### What is needed
Search the data for "yellow" and copy every matching line.

:::::

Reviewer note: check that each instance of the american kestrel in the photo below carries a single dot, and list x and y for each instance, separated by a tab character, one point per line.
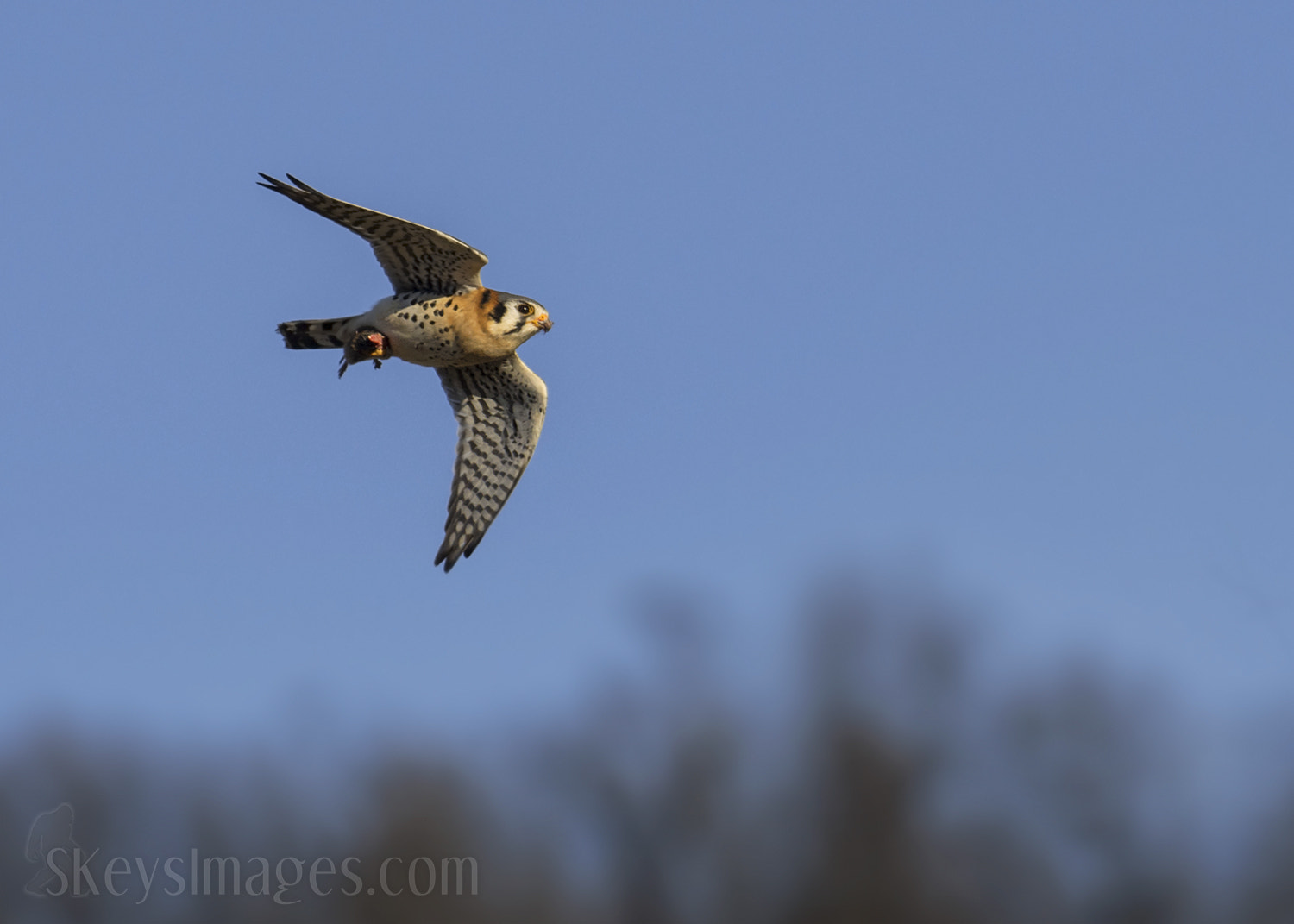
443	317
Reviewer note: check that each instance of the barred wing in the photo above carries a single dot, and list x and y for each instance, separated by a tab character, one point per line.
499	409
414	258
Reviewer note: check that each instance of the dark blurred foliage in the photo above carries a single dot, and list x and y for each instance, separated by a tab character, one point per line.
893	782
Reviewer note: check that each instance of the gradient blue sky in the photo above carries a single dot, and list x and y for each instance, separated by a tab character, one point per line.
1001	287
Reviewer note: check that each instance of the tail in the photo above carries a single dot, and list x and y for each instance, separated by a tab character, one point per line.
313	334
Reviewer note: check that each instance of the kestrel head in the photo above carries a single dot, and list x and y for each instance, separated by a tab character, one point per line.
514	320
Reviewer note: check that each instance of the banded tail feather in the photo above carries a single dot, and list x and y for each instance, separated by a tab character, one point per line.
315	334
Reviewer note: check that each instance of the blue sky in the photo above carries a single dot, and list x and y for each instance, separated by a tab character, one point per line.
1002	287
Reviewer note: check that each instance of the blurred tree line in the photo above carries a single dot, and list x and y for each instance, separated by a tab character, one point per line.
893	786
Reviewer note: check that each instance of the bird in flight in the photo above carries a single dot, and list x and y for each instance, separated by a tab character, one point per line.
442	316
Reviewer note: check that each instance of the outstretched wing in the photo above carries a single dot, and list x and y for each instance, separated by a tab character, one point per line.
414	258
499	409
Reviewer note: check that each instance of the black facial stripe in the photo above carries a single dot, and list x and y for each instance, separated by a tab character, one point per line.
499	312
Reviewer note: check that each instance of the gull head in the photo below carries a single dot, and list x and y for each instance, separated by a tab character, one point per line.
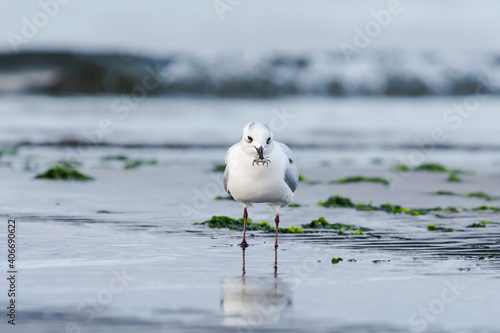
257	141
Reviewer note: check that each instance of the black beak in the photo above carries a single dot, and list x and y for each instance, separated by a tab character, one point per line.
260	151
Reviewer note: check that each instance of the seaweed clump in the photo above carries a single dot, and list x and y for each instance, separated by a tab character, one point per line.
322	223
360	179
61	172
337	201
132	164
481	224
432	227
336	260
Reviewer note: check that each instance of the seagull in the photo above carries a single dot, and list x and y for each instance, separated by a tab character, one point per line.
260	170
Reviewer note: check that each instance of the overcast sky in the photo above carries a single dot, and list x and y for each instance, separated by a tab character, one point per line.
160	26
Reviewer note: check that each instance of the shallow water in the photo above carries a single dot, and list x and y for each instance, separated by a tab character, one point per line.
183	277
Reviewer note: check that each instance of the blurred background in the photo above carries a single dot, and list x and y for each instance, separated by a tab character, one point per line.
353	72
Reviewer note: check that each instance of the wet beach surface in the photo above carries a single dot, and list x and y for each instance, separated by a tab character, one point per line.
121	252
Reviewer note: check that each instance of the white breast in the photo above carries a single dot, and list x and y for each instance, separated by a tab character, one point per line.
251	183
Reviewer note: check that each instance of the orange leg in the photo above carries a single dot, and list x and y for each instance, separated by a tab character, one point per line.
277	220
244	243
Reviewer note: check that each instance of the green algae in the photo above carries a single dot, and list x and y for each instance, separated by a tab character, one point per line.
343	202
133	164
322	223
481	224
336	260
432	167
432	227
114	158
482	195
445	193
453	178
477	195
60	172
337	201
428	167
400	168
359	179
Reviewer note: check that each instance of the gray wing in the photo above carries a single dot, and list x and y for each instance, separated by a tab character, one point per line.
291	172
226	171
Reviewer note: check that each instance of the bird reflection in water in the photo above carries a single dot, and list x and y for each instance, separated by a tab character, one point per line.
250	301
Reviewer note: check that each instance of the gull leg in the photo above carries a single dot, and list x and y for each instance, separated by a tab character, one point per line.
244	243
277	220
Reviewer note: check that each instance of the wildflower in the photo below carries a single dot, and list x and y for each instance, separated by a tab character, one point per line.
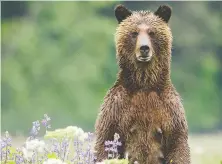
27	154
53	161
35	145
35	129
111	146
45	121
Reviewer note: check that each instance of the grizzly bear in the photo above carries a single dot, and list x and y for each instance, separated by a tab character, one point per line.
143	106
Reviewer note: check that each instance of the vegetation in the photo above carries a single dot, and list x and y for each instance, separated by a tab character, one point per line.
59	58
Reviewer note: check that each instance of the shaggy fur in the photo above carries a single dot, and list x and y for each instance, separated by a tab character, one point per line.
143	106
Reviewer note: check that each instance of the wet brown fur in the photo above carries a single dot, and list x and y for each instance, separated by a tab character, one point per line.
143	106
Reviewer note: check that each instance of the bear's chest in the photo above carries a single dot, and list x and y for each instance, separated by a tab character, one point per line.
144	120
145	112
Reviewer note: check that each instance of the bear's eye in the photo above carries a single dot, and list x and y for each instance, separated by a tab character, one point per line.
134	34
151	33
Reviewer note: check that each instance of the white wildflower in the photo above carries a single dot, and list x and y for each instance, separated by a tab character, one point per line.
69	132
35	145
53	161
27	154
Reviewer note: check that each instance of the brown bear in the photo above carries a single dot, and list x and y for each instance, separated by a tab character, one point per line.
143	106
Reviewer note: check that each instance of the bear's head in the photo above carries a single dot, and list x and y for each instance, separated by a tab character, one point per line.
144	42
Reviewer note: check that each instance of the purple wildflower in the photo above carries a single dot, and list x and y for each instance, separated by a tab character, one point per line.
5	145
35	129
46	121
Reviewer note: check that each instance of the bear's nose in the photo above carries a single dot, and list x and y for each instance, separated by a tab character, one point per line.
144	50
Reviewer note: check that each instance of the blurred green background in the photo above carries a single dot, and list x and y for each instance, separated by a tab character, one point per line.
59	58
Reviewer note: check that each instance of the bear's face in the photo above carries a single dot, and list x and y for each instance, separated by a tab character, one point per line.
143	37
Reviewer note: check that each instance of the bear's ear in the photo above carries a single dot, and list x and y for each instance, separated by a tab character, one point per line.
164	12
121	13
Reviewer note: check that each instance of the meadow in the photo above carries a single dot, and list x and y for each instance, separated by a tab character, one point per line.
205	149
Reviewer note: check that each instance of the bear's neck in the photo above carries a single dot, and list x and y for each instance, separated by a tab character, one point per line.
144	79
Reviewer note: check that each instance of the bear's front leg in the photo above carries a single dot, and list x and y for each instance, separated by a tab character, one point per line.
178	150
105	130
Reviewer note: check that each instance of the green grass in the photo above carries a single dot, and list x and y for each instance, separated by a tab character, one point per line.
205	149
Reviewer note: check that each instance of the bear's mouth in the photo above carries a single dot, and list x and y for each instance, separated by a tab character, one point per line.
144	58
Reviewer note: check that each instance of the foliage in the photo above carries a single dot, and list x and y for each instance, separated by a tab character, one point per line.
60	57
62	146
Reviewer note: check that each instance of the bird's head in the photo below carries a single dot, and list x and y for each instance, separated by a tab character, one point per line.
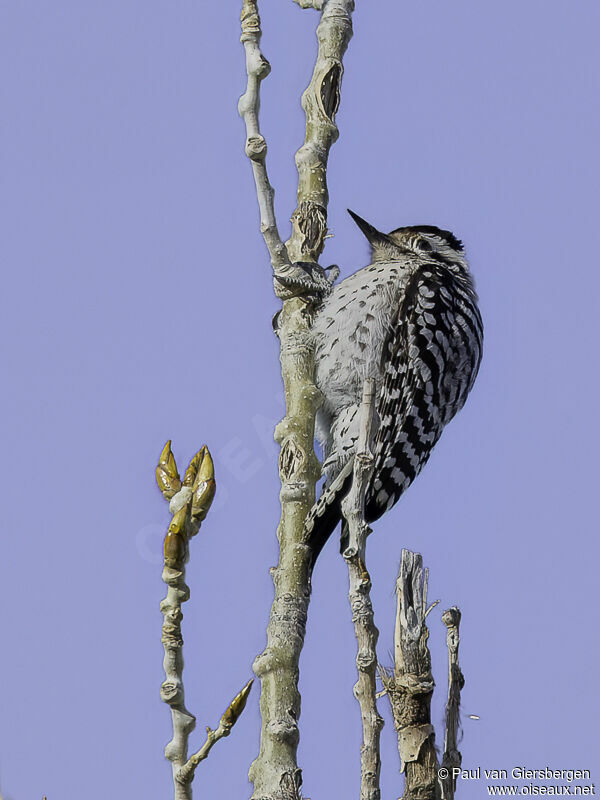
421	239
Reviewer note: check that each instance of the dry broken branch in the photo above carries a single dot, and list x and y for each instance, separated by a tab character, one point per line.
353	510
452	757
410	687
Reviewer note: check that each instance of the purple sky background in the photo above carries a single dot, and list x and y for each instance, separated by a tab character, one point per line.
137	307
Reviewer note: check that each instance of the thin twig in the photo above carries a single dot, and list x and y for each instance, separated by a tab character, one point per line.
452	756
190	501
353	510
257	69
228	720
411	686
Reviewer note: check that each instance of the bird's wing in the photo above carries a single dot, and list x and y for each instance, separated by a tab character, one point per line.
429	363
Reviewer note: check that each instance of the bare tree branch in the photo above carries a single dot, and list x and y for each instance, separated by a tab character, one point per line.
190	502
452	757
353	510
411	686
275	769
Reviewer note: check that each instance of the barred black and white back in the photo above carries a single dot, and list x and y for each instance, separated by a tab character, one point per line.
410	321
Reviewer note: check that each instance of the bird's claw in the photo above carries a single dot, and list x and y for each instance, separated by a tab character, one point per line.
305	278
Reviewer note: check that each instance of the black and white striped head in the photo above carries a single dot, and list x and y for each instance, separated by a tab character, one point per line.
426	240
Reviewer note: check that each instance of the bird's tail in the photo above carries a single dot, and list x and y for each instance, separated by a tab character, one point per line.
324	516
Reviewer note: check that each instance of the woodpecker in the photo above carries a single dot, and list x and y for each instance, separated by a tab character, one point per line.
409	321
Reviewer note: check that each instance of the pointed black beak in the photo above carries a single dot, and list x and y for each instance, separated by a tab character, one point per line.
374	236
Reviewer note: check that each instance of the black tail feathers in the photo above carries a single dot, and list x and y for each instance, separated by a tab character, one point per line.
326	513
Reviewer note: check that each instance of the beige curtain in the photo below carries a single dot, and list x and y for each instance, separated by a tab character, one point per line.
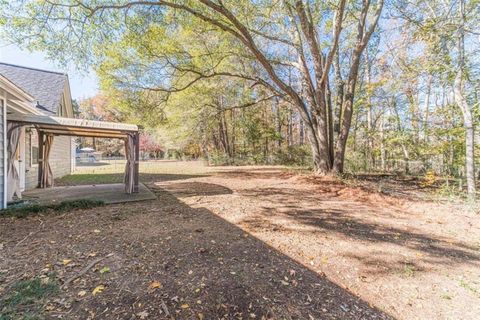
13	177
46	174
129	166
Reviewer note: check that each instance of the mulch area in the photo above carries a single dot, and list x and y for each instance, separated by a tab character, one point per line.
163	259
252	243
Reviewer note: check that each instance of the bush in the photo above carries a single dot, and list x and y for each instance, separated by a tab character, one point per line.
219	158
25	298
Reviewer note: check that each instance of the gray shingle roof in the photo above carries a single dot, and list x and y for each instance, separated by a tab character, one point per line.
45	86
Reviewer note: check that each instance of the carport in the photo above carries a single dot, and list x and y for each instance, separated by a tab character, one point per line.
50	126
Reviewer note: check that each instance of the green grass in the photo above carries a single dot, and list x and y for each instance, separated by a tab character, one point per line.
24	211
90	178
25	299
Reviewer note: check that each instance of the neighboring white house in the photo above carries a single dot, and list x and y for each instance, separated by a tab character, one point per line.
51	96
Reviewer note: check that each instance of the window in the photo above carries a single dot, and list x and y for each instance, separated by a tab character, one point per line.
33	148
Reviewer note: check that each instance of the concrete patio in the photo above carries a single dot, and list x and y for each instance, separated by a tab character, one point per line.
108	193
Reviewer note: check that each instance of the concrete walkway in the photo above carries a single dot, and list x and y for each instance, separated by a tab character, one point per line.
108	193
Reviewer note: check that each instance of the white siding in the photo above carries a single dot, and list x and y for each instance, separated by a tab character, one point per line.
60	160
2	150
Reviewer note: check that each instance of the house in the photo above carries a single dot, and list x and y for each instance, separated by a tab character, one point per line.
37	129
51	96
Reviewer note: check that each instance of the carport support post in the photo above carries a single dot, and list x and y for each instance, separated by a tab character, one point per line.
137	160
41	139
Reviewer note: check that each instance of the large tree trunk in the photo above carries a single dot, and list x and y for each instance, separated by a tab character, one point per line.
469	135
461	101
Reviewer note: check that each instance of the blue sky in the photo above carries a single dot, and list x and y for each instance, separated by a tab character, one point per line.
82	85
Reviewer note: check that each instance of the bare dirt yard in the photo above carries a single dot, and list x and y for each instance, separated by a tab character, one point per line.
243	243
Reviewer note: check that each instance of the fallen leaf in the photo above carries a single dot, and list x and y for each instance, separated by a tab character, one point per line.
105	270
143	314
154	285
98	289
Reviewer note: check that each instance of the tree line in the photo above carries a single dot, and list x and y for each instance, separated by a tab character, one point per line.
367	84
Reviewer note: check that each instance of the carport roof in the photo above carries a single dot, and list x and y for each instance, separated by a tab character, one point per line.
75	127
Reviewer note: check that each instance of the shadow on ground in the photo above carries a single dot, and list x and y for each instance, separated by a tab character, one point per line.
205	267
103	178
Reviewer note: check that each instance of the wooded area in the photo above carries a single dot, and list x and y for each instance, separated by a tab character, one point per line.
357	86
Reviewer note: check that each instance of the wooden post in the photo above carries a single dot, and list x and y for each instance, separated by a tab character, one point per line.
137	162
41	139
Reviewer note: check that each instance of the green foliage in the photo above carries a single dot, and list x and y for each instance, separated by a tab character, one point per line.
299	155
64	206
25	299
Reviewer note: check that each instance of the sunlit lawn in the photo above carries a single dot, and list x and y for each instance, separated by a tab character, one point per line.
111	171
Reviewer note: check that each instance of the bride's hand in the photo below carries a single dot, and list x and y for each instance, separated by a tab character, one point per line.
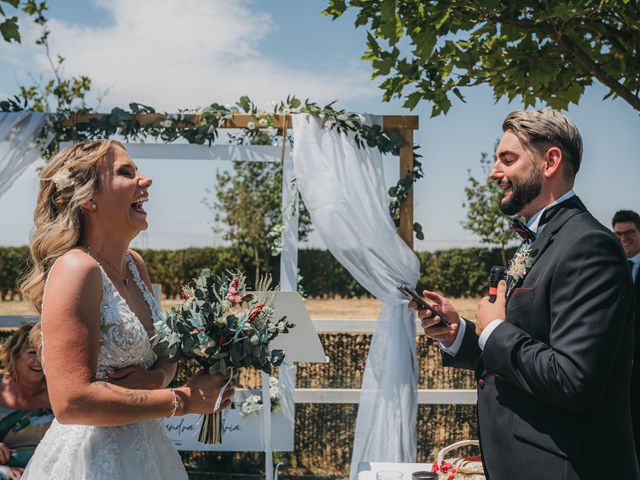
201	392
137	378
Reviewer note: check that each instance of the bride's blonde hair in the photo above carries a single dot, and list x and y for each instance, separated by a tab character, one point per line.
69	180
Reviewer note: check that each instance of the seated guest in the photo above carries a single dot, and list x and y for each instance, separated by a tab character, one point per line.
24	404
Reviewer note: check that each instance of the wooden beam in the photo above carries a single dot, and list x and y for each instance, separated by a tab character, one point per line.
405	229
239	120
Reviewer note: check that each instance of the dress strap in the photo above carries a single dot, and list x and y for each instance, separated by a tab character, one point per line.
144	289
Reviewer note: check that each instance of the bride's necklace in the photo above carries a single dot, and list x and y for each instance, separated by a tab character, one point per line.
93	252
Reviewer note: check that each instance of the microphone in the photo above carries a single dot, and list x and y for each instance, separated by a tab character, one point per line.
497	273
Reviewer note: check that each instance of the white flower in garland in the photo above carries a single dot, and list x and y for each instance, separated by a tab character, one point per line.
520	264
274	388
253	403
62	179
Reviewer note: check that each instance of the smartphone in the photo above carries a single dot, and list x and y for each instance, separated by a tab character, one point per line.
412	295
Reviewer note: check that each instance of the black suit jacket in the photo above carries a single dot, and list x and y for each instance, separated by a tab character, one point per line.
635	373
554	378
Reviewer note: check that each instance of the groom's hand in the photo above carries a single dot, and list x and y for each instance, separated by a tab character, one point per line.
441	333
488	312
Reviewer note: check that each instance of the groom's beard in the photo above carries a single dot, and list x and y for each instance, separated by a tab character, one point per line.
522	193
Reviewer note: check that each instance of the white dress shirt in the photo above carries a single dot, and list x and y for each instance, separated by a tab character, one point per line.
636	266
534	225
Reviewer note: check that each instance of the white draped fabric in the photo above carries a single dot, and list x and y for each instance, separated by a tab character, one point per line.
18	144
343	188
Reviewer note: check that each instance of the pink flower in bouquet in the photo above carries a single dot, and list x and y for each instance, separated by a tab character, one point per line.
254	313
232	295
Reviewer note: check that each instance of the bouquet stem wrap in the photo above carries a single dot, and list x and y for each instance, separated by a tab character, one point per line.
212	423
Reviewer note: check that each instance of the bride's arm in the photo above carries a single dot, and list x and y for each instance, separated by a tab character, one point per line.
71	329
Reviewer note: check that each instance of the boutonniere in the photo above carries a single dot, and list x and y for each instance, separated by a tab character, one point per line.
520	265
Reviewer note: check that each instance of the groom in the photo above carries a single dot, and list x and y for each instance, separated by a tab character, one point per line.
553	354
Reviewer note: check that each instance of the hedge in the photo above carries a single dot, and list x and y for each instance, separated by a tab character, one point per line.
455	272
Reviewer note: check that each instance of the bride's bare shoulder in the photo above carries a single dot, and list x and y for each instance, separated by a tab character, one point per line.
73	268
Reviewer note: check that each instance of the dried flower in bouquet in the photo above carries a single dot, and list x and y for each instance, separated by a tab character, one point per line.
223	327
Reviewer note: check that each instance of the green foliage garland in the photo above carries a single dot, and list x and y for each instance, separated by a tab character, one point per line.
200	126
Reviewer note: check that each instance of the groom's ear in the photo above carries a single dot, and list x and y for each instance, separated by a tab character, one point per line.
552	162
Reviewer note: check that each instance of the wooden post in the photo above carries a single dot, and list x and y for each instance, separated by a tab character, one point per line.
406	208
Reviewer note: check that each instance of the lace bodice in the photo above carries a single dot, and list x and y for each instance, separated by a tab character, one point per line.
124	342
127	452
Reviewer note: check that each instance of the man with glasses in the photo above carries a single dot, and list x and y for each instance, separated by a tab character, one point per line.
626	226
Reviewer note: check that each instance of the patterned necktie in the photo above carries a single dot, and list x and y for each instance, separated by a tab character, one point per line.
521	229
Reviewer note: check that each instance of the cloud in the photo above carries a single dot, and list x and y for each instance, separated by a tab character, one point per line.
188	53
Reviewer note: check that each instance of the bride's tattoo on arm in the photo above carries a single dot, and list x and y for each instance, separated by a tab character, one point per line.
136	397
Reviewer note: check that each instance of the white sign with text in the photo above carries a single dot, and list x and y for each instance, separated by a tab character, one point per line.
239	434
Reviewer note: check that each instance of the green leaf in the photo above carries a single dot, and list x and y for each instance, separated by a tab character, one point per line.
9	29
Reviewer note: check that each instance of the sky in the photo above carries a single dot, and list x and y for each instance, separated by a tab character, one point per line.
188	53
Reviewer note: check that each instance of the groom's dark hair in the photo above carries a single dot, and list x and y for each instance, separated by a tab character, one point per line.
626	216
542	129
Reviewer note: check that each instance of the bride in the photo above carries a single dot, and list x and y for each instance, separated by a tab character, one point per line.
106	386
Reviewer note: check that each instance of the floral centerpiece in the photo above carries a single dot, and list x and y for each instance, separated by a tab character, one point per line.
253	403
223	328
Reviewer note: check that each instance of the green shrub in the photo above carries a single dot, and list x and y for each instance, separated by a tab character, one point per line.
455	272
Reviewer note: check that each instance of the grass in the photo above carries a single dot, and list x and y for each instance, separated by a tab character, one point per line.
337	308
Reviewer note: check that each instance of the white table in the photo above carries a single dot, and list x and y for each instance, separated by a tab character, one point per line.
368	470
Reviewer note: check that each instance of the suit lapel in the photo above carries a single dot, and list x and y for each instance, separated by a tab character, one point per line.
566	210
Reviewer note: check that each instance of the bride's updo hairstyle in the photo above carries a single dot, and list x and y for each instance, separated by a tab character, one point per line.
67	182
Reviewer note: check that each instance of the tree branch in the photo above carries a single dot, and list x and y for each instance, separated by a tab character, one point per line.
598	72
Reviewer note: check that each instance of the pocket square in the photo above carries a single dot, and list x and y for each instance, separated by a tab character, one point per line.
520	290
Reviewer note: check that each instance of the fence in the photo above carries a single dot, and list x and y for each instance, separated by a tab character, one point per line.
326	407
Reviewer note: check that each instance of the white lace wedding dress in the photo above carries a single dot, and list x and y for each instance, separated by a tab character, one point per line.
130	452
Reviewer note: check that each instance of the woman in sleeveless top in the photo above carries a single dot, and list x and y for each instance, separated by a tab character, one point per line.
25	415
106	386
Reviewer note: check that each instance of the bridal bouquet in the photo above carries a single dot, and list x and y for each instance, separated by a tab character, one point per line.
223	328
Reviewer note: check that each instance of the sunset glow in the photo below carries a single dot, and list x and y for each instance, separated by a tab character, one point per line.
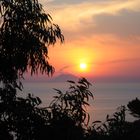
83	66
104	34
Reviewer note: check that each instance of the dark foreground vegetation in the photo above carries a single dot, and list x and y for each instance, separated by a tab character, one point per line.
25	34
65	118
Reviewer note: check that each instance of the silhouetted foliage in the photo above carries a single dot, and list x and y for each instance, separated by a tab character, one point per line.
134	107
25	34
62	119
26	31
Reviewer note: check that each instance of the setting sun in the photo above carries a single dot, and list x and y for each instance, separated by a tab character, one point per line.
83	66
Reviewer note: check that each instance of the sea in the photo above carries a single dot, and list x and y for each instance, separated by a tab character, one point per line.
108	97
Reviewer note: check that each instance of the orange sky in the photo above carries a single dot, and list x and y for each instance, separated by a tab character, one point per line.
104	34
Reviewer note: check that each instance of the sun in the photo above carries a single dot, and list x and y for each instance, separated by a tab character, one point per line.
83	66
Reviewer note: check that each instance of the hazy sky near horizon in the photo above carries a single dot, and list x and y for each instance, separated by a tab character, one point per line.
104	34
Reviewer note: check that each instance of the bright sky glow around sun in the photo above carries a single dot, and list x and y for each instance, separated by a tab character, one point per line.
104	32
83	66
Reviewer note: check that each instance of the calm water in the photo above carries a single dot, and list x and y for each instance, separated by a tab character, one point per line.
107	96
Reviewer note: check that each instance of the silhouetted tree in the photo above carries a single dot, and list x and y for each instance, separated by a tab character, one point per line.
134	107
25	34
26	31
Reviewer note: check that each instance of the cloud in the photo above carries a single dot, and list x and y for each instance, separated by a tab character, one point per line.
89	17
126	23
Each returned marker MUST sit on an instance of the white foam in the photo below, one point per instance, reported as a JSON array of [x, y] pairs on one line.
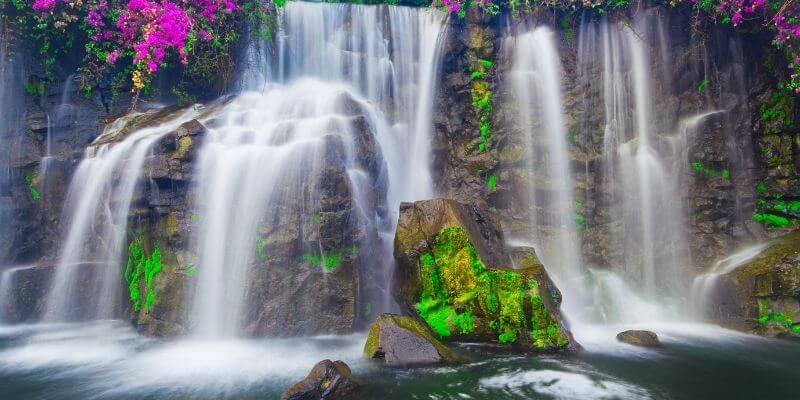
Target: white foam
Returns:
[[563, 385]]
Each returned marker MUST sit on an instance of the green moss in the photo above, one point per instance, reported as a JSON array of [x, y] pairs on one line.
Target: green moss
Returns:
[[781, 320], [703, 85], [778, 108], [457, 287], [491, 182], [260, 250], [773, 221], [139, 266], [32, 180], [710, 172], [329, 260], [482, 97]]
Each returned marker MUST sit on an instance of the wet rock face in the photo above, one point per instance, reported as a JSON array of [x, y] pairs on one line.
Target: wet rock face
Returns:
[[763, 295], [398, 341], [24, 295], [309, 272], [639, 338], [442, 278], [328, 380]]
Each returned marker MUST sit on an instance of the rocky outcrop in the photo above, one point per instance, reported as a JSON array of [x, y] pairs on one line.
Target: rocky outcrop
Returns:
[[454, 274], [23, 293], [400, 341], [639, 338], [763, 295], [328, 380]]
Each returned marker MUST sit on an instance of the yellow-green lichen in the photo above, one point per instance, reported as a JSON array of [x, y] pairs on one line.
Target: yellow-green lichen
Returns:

:::::

### Solution to this task
Each returned marker MUST sit on an instance of the yellow-green lichen in the photo above, one point per instance, reported as a JSON array of [x, y] pairs on one line.
Target: yellow-green lichen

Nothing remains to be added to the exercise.